• _WHAT IS NEEDED_
Each record must appear in the answer exactly as it does in the data.

• _MATERIAL PROVIDED_
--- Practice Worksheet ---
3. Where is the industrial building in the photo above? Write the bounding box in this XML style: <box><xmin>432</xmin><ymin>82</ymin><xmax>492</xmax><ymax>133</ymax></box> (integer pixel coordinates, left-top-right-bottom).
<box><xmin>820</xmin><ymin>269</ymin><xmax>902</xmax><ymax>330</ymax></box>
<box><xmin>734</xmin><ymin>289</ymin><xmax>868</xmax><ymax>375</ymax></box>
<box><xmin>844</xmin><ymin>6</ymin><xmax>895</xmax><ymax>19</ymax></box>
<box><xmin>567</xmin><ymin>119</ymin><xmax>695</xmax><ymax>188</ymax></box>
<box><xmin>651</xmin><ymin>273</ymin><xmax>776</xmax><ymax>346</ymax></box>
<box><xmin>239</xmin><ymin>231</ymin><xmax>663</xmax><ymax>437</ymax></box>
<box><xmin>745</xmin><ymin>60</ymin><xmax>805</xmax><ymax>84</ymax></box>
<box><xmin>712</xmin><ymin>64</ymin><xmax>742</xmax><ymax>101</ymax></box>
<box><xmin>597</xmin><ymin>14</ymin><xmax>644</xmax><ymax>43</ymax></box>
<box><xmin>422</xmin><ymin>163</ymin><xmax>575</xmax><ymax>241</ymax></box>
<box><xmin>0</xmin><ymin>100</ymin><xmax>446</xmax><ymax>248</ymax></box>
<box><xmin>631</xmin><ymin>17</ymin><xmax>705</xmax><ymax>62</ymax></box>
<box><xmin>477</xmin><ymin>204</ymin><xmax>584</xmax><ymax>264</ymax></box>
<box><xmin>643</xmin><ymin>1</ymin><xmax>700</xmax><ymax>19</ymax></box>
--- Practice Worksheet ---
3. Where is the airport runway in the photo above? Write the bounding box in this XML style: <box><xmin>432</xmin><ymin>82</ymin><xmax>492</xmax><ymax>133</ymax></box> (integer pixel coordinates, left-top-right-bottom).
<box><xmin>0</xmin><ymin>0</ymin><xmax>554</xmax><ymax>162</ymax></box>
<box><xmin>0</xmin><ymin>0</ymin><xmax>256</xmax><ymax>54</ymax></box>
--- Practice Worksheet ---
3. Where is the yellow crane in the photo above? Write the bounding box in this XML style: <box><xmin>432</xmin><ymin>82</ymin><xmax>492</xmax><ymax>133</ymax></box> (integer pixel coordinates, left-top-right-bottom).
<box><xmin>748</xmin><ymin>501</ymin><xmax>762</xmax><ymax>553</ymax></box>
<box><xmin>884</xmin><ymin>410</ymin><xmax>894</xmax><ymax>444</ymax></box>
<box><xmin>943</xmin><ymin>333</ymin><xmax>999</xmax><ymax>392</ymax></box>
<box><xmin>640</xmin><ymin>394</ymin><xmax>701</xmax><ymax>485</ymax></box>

• _EXERCISE OUTPUT_
--- Practice Worksheet ---
3. Where is the industrial building in the photo above? Write the bounding box in this XML style: <box><xmin>432</xmin><ymin>82</ymin><xmax>492</xmax><ymax>133</ymax></box> (integer pixel coordinates, left-top-right-bottom).
<box><xmin>820</xmin><ymin>269</ymin><xmax>902</xmax><ymax>330</ymax></box>
<box><xmin>734</xmin><ymin>289</ymin><xmax>868</xmax><ymax>375</ymax></box>
<box><xmin>844</xmin><ymin>6</ymin><xmax>895</xmax><ymax>19</ymax></box>
<box><xmin>567</xmin><ymin>119</ymin><xmax>695</xmax><ymax>188</ymax></box>
<box><xmin>651</xmin><ymin>273</ymin><xmax>776</xmax><ymax>346</ymax></box>
<box><xmin>239</xmin><ymin>231</ymin><xmax>663</xmax><ymax>437</ymax></box>
<box><xmin>745</xmin><ymin>60</ymin><xmax>805</xmax><ymax>84</ymax></box>
<box><xmin>712</xmin><ymin>64</ymin><xmax>742</xmax><ymax>101</ymax></box>
<box><xmin>597</xmin><ymin>14</ymin><xmax>644</xmax><ymax>43</ymax></box>
<box><xmin>422</xmin><ymin>163</ymin><xmax>575</xmax><ymax>241</ymax></box>
<box><xmin>0</xmin><ymin>100</ymin><xmax>446</xmax><ymax>248</ymax></box>
<box><xmin>631</xmin><ymin>17</ymin><xmax>705</xmax><ymax>62</ymax></box>
<box><xmin>477</xmin><ymin>204</ymin><xmax>584</xmax><ymax>264</ymax></box>
<box><xmin>643</xmin><ymin>1</ymin><xmax>700</xmax><ymax>19</ymax></box>
--- Practice Worksheet ---
3. Where is the airport runway in the photo above? Write the bounding box in this XML style: <box><xmin>432</xmin><ymin>82</ymin><xmax>492</xmax><ymax>133</ymax></box> (integer pixel coordinates, left-top-right-bottom).
<box><xmin>0</xmin><ymin>0</ymin><xmax>554</xmax><ymax>162</ymax></box>
<box><xmin>0</xmin><ymin>0</ymin><xmax>256</xmax><ymax>54</ymax></box>
--- Practice Worksheet ---
3. Where is the yellow crane in the photo above? Write the bounding box in this XML style: <box><xmin>432</xmin><ymin>82</ymin><xmax>492</xmax><ymax>133</ymax></box> (integer pixel coordinates, left-top-right-bottom).
<box><xmin>748</xmin><ymin>501</ymin><xmax>762</xmax><ymax>553</ymax></box>
<box><xmin>884</xmin><ymin>410</ymin><xmax>894</xmax><ymax>444</ymax></box>
<box><xmin>943</xmin><ymin>333</ymin><xmax>999</xmax><ymax>392</ymax></box>
<box><xmin>640</xmin><ymin>394</ymin><xmax>701</xmax><ymax>485</ymax></box>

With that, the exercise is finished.